=== What to work on ===
Copy out the material below without changing anything, from the line that contains "Target: fallen leaf" through the line that contains "column 335, row 200", both ends included, and nothing else.

=== Records for the task ===
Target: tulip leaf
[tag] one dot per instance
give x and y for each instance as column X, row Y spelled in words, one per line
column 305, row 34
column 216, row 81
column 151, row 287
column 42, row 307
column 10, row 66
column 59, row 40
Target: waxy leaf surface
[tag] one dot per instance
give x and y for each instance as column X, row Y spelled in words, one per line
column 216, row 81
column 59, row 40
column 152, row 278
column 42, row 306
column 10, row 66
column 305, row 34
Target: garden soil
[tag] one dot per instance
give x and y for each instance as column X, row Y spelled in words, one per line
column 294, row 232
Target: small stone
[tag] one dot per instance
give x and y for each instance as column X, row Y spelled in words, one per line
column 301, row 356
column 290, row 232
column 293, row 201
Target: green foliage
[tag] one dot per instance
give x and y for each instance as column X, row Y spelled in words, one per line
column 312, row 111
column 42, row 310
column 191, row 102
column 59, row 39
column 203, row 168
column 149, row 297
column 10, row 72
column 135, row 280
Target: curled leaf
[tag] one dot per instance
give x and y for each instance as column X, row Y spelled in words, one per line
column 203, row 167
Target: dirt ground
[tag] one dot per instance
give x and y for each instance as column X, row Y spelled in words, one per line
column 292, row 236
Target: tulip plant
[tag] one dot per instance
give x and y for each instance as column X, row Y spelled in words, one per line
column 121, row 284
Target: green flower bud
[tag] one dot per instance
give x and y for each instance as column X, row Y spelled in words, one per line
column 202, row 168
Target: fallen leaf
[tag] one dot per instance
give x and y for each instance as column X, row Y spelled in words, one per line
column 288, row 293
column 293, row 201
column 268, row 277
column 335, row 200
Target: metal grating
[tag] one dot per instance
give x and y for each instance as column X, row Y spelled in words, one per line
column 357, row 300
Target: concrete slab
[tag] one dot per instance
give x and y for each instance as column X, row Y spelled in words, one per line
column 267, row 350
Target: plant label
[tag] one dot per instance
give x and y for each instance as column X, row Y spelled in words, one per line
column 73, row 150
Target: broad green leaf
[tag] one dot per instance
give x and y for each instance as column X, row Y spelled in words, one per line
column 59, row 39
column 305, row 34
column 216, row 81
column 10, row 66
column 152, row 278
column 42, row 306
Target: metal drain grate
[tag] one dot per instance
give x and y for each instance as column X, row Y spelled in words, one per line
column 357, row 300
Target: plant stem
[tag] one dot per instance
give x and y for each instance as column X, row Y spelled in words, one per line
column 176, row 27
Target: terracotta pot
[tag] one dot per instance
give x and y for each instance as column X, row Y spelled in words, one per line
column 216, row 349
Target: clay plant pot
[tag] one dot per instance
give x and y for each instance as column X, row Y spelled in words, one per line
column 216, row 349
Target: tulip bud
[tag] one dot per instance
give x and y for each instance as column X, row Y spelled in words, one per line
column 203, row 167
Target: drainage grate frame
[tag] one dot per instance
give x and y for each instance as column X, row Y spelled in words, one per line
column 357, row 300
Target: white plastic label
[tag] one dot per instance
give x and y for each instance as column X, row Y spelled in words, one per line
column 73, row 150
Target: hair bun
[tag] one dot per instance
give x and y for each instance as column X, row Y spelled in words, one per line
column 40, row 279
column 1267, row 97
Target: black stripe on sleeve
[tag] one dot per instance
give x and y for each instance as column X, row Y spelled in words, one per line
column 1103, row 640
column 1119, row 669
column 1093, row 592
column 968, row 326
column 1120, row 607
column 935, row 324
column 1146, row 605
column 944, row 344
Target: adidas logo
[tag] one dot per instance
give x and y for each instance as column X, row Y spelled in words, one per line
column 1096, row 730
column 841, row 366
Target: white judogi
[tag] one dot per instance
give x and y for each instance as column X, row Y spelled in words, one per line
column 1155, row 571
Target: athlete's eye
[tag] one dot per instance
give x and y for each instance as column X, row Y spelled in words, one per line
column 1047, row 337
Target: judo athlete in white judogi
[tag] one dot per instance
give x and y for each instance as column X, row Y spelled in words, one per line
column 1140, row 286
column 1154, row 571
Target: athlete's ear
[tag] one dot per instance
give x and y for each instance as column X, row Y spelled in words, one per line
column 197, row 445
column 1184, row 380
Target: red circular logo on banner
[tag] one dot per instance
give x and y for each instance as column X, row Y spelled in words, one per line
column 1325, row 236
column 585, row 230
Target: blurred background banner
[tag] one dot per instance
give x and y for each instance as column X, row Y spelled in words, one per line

=== Complete output ===
Target: fallen leaf
[tag] one dot per instance
give x and y for each instance as column X, row Y spelled in words, one per line
column 288, row 293
column 293, row 201
column 268, row 277
column 335, row 200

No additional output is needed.